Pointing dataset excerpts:

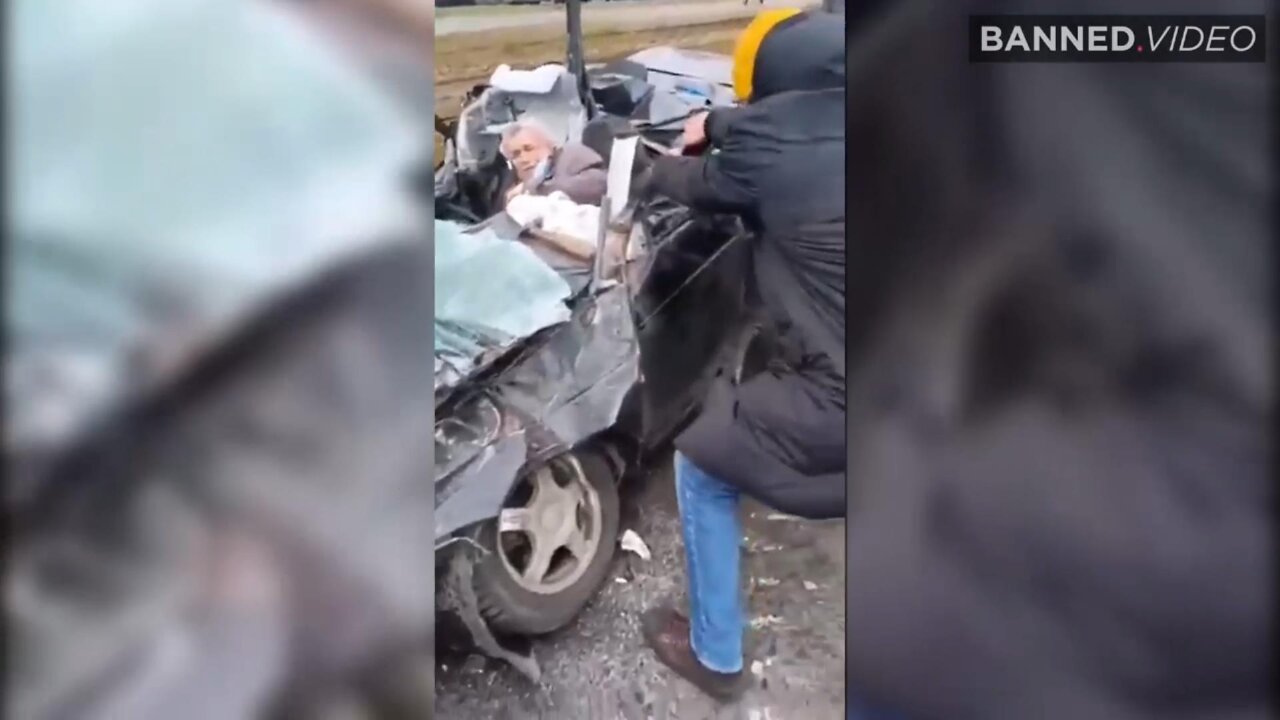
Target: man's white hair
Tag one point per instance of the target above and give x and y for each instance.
(530, 126)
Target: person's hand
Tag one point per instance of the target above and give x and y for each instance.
(515, 190)
(695, 131)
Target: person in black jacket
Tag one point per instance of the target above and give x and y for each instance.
(1060, 370)
(780, 436)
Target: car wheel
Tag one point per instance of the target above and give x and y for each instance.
(552, 546)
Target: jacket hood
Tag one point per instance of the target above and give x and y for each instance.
(790, 51)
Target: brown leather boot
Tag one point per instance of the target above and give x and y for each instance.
(667, 632)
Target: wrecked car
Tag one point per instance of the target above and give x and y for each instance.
(215, 473)
(552, 384)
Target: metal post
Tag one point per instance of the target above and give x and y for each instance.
(576, 54)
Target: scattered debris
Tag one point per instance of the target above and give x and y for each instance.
(632, 542)
(766, 620)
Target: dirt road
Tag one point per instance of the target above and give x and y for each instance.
(631, 14)
(599, 668)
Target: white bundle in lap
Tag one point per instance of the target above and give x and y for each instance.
(556, 213)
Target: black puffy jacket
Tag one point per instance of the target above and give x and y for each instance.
(780, 164)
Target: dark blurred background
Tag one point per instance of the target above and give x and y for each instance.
(218, 361)
(1060, 377)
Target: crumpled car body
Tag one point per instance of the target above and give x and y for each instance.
(611, 365)
(209, 217)
(629, 354)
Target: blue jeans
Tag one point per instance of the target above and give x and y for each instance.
(712, 531)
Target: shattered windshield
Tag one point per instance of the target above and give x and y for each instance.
(489, 292)
(174, 156)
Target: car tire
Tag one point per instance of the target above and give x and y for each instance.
(507, 602)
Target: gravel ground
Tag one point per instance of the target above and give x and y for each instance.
(598, 669)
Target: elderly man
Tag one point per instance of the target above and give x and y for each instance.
(543, 168)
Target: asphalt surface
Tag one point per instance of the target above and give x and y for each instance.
(598, 668)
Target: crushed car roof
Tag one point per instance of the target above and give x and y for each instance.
(489, 294)
(197, 154)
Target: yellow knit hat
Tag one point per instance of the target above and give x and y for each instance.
(749, 46)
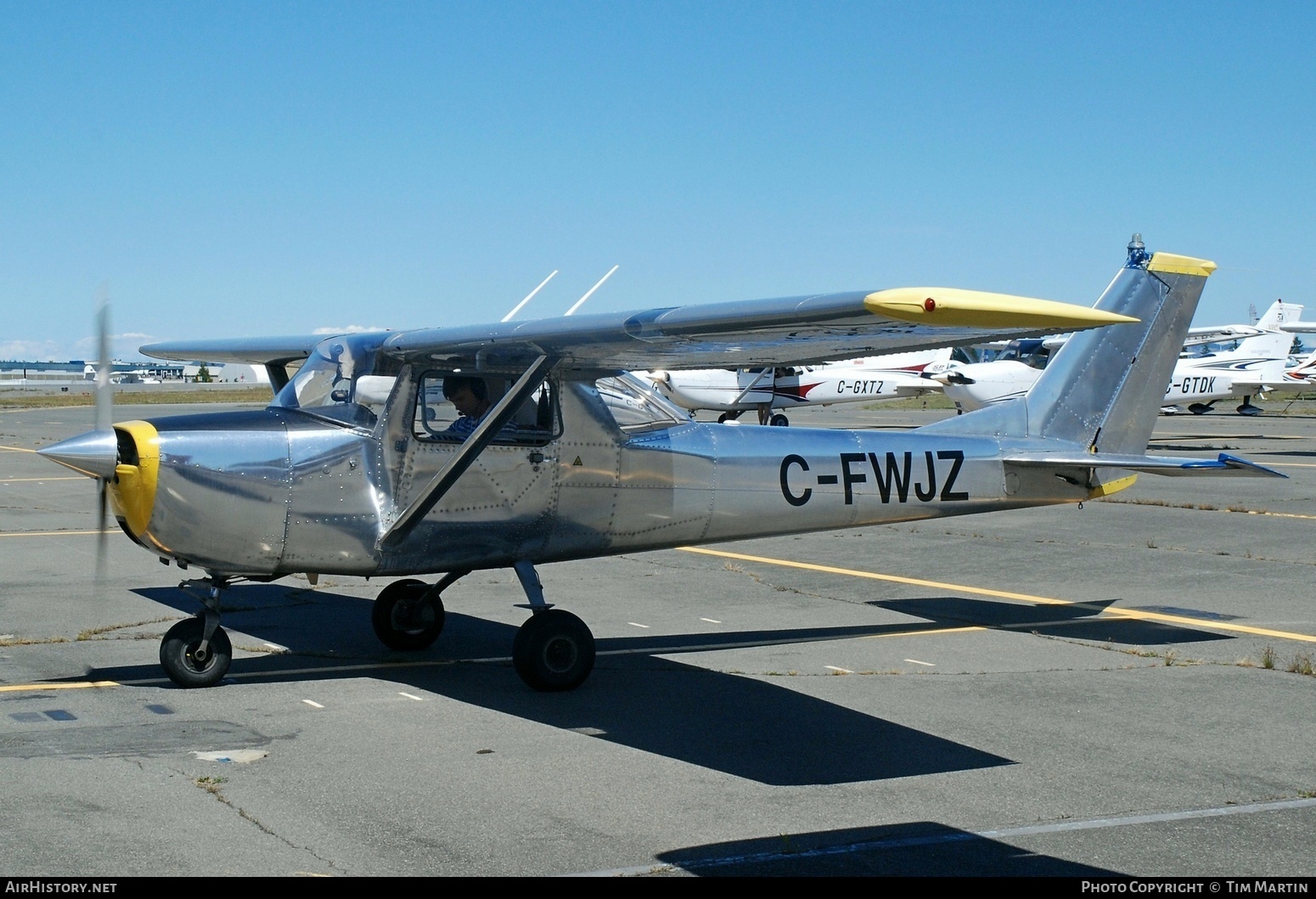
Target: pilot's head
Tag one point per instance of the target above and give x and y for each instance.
(470, 395)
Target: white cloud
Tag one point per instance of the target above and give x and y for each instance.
(23, 351)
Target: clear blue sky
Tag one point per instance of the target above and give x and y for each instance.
(239, 169)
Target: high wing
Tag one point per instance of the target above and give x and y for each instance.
(791, 330)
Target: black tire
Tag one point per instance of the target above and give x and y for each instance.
(182, 661)
(404, 619)
(553, 652)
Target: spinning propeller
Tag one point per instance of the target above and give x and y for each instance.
(96, 452)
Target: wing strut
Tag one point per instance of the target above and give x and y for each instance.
(751, 386)
(470, 449)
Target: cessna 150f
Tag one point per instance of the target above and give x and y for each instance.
(363, 465)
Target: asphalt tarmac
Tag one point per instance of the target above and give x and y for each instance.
(1073, 691)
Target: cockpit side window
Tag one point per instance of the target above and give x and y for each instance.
(449, 407)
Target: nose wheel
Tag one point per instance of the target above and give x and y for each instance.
(189, 659)
(553, 650)
(408, 615)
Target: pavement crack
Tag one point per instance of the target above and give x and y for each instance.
(215, 786)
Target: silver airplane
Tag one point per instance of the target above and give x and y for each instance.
(514, 445)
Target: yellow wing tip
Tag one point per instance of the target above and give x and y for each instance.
(1112, 487)
(954, 307)
(1181, 265)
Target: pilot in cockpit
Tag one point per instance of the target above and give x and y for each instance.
(471, 398)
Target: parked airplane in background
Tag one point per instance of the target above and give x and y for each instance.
(1198, 382)
(456, 449)
(782, 387)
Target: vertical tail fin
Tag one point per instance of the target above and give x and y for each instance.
(1103, 390)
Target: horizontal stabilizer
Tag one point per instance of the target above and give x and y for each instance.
(1163, 465)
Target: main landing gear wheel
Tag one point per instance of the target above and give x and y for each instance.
(553, 652)
(187, 664)
(404, 617)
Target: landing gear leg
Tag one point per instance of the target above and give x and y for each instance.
(554, 649)
(196, 652)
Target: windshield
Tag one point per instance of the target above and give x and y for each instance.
(345, 379)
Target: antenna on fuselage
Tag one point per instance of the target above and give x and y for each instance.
(590, 292)
(528, 296)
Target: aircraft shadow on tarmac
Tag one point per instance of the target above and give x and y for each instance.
(911, 849)
(1073, 621)
(745, 727)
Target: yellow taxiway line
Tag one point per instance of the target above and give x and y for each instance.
(79, 685)
(11, 480)
(1026, 598)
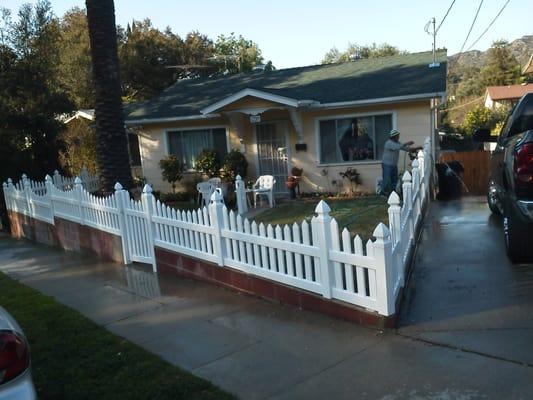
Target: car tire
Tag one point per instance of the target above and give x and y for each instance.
(518, 242)
(491, 201)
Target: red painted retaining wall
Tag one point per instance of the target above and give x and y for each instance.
(67, 235)
(174, 263)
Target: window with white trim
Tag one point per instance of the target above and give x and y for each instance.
(188, 144)
(348, 140)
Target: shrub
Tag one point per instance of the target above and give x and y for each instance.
(235, 164)
(172, 170)
(208, 163)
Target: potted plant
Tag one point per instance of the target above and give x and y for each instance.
(353, 177)
(172, 170)
(208, 163)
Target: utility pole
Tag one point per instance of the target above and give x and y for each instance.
(434, 34)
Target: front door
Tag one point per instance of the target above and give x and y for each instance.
(272, 152)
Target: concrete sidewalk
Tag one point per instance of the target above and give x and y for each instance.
(261, 350)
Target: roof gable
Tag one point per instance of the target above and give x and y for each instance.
(378, 78)
(247, 94)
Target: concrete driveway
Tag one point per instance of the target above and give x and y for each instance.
(466, 332)
(464, 292)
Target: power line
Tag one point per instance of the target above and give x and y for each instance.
(488, 27)
(471, 26)
(445, 15)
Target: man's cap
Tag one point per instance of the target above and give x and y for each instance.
(393, 133)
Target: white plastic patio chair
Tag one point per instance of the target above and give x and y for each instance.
(205, 190)
(264, 186)
(217, 183)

■ EXERCISE DESCRIPTION
Copy the lines of the listing verbatim, starting at the line with "Target: nose wheel" and ending with the line with "(1181, 265)", both included.

■ EXERCISE RESULT
Target: nose wheel
Tag one point per instance of the target above and give x and y for each instance.
(189, 659)
(553, 650)
(408, 615)
Target: pavement crack
Tag one point per instance of the target above and give x and y for each instance.
(215, 786)
Target: silver airplane
Tag one point per instance of the target above and give x and y for each instance.
(514, 445)
Target: yellow wing tip
Tag one point per instance of the target above and give x and y for each instance.
(1112, 487)
(954, 307)
(1181, 265)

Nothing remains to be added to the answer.